Data from a collection:
## Start
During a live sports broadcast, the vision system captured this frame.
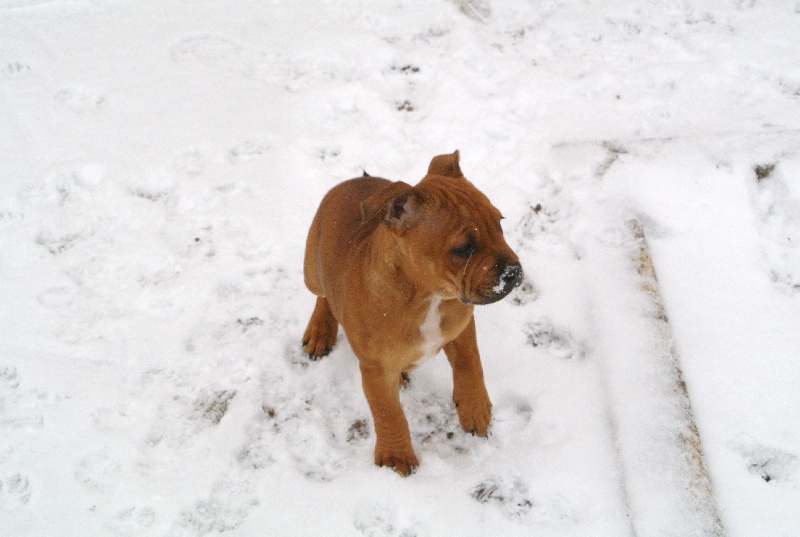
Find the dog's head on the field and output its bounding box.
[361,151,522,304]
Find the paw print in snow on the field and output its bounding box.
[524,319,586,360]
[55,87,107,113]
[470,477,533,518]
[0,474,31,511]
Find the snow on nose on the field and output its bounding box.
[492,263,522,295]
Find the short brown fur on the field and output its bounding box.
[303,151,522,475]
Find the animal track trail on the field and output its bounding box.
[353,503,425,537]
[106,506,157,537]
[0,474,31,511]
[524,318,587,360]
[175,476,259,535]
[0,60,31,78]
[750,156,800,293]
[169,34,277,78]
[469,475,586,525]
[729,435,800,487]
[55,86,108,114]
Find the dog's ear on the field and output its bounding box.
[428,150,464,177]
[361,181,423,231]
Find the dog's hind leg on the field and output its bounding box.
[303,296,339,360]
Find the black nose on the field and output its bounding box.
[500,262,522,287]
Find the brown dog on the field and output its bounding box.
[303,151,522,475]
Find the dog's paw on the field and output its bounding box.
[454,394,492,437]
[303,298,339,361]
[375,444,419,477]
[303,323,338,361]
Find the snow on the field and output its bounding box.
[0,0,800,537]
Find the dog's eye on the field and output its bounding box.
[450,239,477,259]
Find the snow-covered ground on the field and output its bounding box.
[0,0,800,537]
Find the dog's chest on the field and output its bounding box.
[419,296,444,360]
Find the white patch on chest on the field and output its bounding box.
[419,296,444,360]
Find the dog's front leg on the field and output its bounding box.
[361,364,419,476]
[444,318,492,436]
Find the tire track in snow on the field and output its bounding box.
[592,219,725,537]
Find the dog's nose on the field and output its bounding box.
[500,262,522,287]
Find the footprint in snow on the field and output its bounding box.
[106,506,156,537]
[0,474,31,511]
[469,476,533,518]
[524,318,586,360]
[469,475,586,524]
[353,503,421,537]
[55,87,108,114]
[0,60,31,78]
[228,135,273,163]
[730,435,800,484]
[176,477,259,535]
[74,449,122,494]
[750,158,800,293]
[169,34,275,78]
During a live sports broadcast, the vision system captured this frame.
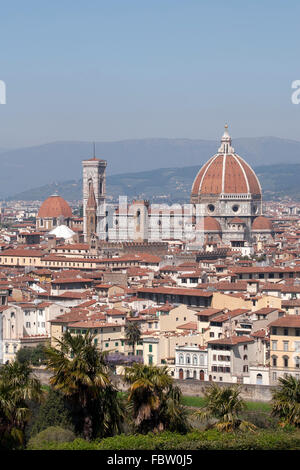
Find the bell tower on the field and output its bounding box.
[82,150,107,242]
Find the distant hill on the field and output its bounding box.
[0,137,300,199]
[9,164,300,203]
## End
▸ Problem requirements
Copy the stretch of the data above from the line containing "Find the snow on the" through the end of the data, keeping every line unchanged. Leave the pictures out.

▸ Problem solution
Find the snow on the field and output its bounding box.
[0,0,800,537]
Find the dog's eye on the field and output its bounding box.
[450,239,477,259]
Find the snow-covered ground on the field and output its bounding box.
[0,0,800,537]
Find the dog's chest on the field and output its bounding box.
[419,296,444,360]
Find the white patch on chest on the field and output its bounding box.
[419,296,444,360]
Find the dog's front leg on the field and output its bounding box.
[361,364,419,476]
[444,318,492,436]
Find the tire track in snow on the field and output its bounding box.
[592,219,725,537]
Find the dog's nose on the field and output its bounding box.
[500,262,522,287]
Find the footprint in snow on the field and output its bounding box.
[106,506,156,537]
[0,474,31,511]
[469,476,533,518]
[524,318,586,360]
[469,475,586,524]
[353,503,421,537]
[55,87,108,114]
[0,60,31,78]
[228,135,273,163]
[730,435,800,484]
[176,477,259,535]
[74,449,122,494]
[750,158,800,293]
[169,34,275,78]
During a live sports broadcast, the vision system captured this frame.
Find the bell tower on the field and output its bounding box.
[82,150,107,242]
Find the distant hill on the field and output its bounding box.
[0,137,300,199]
[9,164,300,203]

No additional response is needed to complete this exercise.